Quoted text
Tunde Mabinuori
When people do things for reasons aside from the right ones,
it inevitably results in problems. Some people go into marriage for reasons
which negate the purpose of marriage.
Some build unrealistic expectations and they eventually get
disappointed and are unable to bear the pain.
In my years of marriage counseling, I have been able to
identify the underlisted wrong reasons as major determinants of decisions to
get married by people.
1.
To
overcome loneliness
There is a big difference between being alone and
loneliness. God did not give Adam a wife because he was lonely, but
because he was alone. Adam was alone in his world. (Gen 2:18). To be alone
means to be separated from others, exclusive of anyone or anything else,
solitary. Loneliness on the other hand is an emotional state of feeling of
unhappiness or sadness because of lack of people around one. It is a feeling of
bleakness and desolation.
Loneliness is not just the absence of
people around you; rather it is the negative emotional feelings attached to the
absence of people around you. It is even possible to be around people and still
feel lonely.
Loneliness is a negative feeling that must
be conquered before you get married. It is possible to be married and still be
lonely. Marriage can solve the problem of being alone but definitely not
loneliness. A man/woman who cannot overcome loneliness before marriage will
evidently carry it into his/her marital life.
2.
To escape
unhappy parental home
Are you having problems with your family
members and eager to get married so as to get away from them as quickly as
possible? Beloved, you will do well to sort out your relational problem before
marriage.
This is because even after marriage, you
will still have to relate with your family members and in addition, to your
spouse’s family members. You cannot avoid people. You have to work on your
relational skills. Marriage is not an escape route.
Another unhappy family condition that some
people seek to run away from is poverty. You have to learn to be in control of
yourself at all times. If you get married to someone rich and along the line a
financial problem develops, would you seek to run elsewhere again? Your key to
living successfully is to master or be in control of every situation or
circumstance you find yourself.

Stated task 1
Name the four feelings the marriage article uses to describe loneliness in the sentences beginning "Loneliness on the other hand".
Stated task 2
Swap "unrealistic" for "unreasonable" in the marriage article, then write out the passage starting with "Tunde Mabinuori" and going on through "bear the pain.".
None of the entries after this point are needed.

Data excerpts
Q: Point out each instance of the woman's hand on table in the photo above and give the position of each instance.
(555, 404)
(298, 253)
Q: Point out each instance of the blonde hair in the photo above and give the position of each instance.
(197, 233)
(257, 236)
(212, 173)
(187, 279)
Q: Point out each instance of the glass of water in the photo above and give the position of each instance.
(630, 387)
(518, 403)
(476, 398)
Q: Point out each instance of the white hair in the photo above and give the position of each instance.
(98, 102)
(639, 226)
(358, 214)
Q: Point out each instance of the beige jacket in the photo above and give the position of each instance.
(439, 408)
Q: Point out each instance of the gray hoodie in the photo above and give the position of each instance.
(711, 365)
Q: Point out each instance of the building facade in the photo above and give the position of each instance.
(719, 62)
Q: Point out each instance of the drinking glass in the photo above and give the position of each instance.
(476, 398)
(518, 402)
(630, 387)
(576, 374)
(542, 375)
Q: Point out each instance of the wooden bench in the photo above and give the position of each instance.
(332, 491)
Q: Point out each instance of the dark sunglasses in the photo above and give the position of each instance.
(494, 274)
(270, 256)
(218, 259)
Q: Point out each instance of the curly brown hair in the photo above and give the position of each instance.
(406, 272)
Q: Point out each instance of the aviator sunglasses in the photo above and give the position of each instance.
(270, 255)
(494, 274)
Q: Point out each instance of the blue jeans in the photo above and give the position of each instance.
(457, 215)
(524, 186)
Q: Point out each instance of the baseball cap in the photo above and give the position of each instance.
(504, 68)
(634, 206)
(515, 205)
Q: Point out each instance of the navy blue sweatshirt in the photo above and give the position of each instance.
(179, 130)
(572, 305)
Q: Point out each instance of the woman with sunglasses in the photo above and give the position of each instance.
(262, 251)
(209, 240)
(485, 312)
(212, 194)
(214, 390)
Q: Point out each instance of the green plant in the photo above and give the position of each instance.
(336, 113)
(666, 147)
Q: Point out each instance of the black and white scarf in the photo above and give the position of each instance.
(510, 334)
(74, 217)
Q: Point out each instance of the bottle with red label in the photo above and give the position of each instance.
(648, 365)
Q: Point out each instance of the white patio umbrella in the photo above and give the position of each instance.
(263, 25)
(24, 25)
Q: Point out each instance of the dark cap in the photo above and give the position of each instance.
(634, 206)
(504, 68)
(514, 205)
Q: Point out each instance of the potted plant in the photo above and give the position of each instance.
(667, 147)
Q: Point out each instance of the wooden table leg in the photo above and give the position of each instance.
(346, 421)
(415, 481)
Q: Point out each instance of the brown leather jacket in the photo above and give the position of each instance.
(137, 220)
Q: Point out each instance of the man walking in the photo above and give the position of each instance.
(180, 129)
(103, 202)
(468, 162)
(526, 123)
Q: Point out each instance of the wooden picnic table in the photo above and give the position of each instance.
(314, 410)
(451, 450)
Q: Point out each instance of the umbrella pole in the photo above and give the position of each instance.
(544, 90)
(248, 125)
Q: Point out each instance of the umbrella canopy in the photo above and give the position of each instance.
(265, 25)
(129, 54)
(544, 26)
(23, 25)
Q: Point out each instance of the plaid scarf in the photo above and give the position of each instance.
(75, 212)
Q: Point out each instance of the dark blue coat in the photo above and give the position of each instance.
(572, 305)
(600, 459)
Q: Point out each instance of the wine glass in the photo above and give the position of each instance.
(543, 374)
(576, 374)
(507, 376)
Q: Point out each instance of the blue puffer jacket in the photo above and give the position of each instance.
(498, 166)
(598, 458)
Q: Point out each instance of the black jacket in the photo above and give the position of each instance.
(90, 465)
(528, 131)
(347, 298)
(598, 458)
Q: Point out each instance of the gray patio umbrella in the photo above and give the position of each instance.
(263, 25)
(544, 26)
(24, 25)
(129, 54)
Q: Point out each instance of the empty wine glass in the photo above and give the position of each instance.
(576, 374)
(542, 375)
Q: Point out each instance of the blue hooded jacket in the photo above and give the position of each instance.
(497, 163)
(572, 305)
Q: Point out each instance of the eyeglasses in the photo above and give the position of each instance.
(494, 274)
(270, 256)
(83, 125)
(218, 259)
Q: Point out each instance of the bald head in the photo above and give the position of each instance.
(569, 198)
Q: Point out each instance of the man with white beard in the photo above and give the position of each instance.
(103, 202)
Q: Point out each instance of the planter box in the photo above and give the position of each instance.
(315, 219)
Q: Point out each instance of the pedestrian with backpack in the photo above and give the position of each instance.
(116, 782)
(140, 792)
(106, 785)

Full answer 1
unhappiness, sadness, bleakness, desolation

Full answer 2
Tunde Mabinuori
When people do things for reasons aside from the right ones,
it inevitably results in problems. Some people go into marriage for reasons
which negate the purpose of marriage.
Some build unreasonable expectations and they eventually get
disappointed and are unable to bear the pain.